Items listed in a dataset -
———
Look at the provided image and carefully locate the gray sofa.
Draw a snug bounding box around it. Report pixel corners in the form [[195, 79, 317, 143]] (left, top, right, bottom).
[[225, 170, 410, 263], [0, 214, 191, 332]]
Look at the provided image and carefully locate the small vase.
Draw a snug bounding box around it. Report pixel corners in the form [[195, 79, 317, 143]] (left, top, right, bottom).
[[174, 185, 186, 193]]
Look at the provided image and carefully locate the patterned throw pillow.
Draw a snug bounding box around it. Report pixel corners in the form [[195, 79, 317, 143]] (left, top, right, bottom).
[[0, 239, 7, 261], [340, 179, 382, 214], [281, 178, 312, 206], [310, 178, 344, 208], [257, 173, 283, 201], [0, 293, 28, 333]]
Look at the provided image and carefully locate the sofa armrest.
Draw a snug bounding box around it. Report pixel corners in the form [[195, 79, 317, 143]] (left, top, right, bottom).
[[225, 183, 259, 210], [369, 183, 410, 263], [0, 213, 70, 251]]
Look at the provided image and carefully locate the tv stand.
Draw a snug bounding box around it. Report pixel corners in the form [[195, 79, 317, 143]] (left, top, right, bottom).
———
INSTRUCTIONS FOR THE TASK - Take the material from its first line through the line containing "[[225, 170, 410, 263], [0, 214, 191, 332]]" and present those lines as a numbered list, skipping any blank lines.

RESULT FOR THIS EXERCISE -
1. Look at the provided image and carefully locate the gray sofa.
2. Draw a snug bounding box around it. Report pixel corners in the form [[195, 79, 317, 143]] (left, top, right, bottom).
3. [[225, 170, 410, 263], [0, 214, 191, 332]]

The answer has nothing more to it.